» What needs to be done: Copy the Fix-em Up Free Market text starting at "Opening (bring some" and ending at "will be accepted.", putting "damaged" wherever "broken" appears.

» Page excerpt:
+ + + + +

Opening (bring some stuff): Friday, May 13th, 6-9pmClosing Reception (take some stuff): Sunday June 12th, 12-3pmMarket hours: Wednesday-Sunday, 1-7pm

It’s broken, we’ll fix it. If it’s not broken, we still might fix it. If it’s unclaimed, you can take it. No money will be accepted.

Artist collective Tongue and Groove call on the irony of a free market by creating a literal space for the sharing of objects and skills at no cost to the audience. Anchored in Whippersnapper gallery, the Fix-em Up Free Market spills out onto the sidewalk of Dundas St West on the physical boundary lines of three downtown Toronto neighborhoods (Kensington Market, Chinatown and Alexandria Park). There is nothing for sale at this market. Instead it is an active workshop where new lives can be given to discarded materials. Community members and passers-by are invited to participate. Each person may find his or her own way of interacting with the market. Some will bring by broken treasures to revive, others will take items offered up for the taking; some may become actively involved in the fixing process, while others may simply inquire or observe. While people may walk away with a new skill or a new lamp, the main offering at the Fix-em-up Free Market is the opportunity to re-imagine how we relate to the objects in our lives.

Tongue and Groove is an eight-person Toronto-based artist collective that creates participatory installation works utilizing mostly recycled materials. A further commitment to social engagement plugs T&G into a rich lineage of artist collectives whose work resonates outside the confines of closed off gallery spaces. In the early 80s, socially interested art collectives such as Group Material and Colab staged exhibitions in commercial storefronts that facilitated new forms of participation from audiences. They critiqued consumer society and proposed alternative methods of art production and distribution. More recently, collectives such as Border Arts Workshop and Toronto’s Mammalian Diving Reflex push the limits of participation and renegotiate the margins between artists and “non-artists” outside an isolated studio or “white cube” space.

+ + + + +

» Information supplied:
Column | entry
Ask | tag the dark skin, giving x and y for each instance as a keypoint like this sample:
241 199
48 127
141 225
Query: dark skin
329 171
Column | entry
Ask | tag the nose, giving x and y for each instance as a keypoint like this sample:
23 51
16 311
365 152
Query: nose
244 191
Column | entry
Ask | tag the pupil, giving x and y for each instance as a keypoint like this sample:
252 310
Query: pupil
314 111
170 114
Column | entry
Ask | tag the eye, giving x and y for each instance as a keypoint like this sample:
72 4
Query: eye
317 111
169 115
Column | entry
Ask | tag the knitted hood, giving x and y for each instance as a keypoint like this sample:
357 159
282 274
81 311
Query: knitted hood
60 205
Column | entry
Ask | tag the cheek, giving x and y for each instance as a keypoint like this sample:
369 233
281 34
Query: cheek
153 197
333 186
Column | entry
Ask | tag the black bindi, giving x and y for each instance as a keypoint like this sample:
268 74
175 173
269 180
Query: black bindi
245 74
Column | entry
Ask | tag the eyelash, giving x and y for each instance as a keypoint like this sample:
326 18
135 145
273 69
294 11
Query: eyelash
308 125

+ + + + +

» Task output:
Opening (bring some stuff): Friday, May 13th, 6-9pmClosing Reception (take some stuff): Sunday June 12th, 12-3pmMarket hours: Wednesday-Sunday, 1-7pm

It’s damaged, we’ll fix it. If it’s not damaged, we still might fix it. If it’s unclaimed, you can take it. No money will be accepted.